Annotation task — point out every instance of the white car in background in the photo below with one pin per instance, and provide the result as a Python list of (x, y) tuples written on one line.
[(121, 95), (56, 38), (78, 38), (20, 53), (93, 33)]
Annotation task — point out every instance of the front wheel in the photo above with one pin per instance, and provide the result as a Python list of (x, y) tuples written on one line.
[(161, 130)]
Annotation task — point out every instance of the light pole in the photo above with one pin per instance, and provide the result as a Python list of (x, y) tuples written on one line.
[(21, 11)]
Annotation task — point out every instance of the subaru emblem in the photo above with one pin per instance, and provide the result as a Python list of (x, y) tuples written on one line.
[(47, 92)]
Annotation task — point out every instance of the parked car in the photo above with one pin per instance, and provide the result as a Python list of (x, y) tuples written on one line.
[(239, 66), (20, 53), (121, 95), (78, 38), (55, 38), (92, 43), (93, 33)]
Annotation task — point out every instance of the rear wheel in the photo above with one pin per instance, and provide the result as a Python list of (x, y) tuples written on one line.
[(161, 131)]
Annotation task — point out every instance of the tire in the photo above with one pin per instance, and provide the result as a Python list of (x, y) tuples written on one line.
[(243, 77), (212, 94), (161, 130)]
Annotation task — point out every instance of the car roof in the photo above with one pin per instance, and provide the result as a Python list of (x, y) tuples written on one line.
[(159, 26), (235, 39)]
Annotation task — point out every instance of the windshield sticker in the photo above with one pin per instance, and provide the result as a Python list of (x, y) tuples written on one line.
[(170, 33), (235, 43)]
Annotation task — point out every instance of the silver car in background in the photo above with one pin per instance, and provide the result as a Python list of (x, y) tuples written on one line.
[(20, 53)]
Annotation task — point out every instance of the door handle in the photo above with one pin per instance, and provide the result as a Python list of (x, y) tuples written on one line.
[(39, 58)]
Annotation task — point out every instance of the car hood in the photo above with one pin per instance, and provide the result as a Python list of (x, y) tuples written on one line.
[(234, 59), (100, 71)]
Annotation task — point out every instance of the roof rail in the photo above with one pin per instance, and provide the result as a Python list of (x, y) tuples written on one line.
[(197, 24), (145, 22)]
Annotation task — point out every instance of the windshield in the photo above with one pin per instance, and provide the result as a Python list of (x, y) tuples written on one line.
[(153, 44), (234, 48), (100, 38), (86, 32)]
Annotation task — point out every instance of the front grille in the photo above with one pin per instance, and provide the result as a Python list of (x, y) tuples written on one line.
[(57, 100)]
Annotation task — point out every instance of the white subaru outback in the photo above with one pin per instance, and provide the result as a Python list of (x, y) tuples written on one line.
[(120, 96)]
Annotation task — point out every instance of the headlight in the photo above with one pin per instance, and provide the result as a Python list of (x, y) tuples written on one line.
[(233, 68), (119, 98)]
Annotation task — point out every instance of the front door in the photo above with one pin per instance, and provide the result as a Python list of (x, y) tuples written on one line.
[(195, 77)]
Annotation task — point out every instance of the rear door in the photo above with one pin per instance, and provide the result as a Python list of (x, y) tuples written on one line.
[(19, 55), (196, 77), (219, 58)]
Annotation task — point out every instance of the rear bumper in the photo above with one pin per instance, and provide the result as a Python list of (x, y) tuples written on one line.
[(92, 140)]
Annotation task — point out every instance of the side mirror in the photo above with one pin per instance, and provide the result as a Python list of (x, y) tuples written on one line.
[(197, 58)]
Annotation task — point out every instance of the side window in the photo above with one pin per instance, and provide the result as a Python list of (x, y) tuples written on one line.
# # # #
■ **Exercise directions**
Nothing in the records may be left out; transcribe all of them exactly.

■ **Answer to this problem**
Annotation task — point out every instance of the white car in background in the photo below with one pin per instance, and provide the result as a Python list of (x, y) tuples written on one line.
[(121, 95), (56, 38), (78, 38), (20, 53), (93, 33)]
Annotation task — point out every instance of the front wheel in the photo above with one pin per instance, and provide the result as a Python list of (x, y) tuples written on one line.
[(161, 130)]
Annotation task — point out every instance of the light pole in the photo above with one pin per instance, and provide the result as a Python list of (x, y) tuples written on one line.
[(21, 11)]
Annotation task — point out every instance of the subaru emblem in the photo above with one pin per instance, and provide the result as a Python list of (x, y) tuples written on one line.
[(47, 92)]
Annotation task — point out every instance of the parked car in the photo above with one pin per instance, and provide the result as a Python list of (x, y) tuples written on one line.
[(239, 66), (20, 53), (121, 95), (78, 38), (55, 38), (92, 43), (93, 33)]
Annotation task — point out every instance of the rear wheel in the photo above with one pin per instance, and provide the result as a Python list of (x, y) tuples written on one line.
[(161, 131)]
Annotation task — point out every instance of the tire in the photo above with one pin per instance, and provide the result as a Python list of (x, y) tuples written on one line.
[(243, 77), (212, 94), (161, 130)]
Annotation task — point out every instance of the car roof in the photo above with one pin per instance, and provide the result as a Python list of (x, y) tuples written on one line.
[(159, 26), (235, 39)]
Annotation task — point out every instance of the windshield sticker in the photo above with one pin per instance, and provide the result as a Python list of (x, y) tuples written on one line.
[(170, 33), (235, 43)]
Annotation task — point out every instance of the silver car in background in the photo above with one pin per instance, and provide the result as a Python list of (x, y) tuples written on one line.
[(20, 53)]
Annotation task — point out every instance of the door handle in the photo above with one pin per instance, and provide the result as a Python list of (x, y) tuples written on one line.
[(39, 58)]
Annotation task — point out every instance of the car hood in the photo above with one pin per instance, and provide the result as a Python list of (x, y) tuples written on one line.
[(234, 59), (100, 71)]
Annotation task — point out every instance of the roof rail in the photo above with one pin per instance, and provide the result as a Python list of (x, y) tuples written on one line.
[(197, 24), (145, 22)]
Annotation task — point out every instance of the windshield in the photo above with one pin per instance, and provide the result as a Python list of (x, y) tuples written on one line.
[(153, 44), (234, 48), (100, 38), (86, 32)]
Annotation task — point out every instance of the front grille in the photo above with one pin per instance, and provide the result as a Python list of (x, y) tuples written on one line.
[(57, 100)]
Annotation task — point out every instance of the white subaru outback in the photo above with one pin per instance, and provide the result as a Python list of (x, y) tuples written on one line.
[(120, 96)]
Annotation task — point out every instance of the headlight in the photo above with one pin per instance, and provide the result as a Python list of (x, y) tuples written on one line.
[(233, 68), (119, 98)]
Annotation task — point out every instance of the front door in the photo above with one pin per instance, and provide the result as a Python list of (x, y) tuples written on one line.
[(195, 77)]
Annotation task — point out every instance of the rear door in the photo above with one pin per instance, and provide the result as a Python list of (x, y) tuples written on one line.
[(19, 55), (196, 77), (219, 58)]
Annotation task — point out every instance of the rear bumper in the photo above with one pin per instance, and provide the result as a Python list of (x, y) tuples written on one line.
[(92, 140)]
Annotation task — point out every instance of the side mirror in the photo above with one pin per instance, and provide the result as a Python list of (x, y) tuples written on one line.
[(197, 58)]
Annotation task — point out every instance of the side window in the photo above with one pin per instance, and provide the result as a Python list of (x, y) tuples written on one line.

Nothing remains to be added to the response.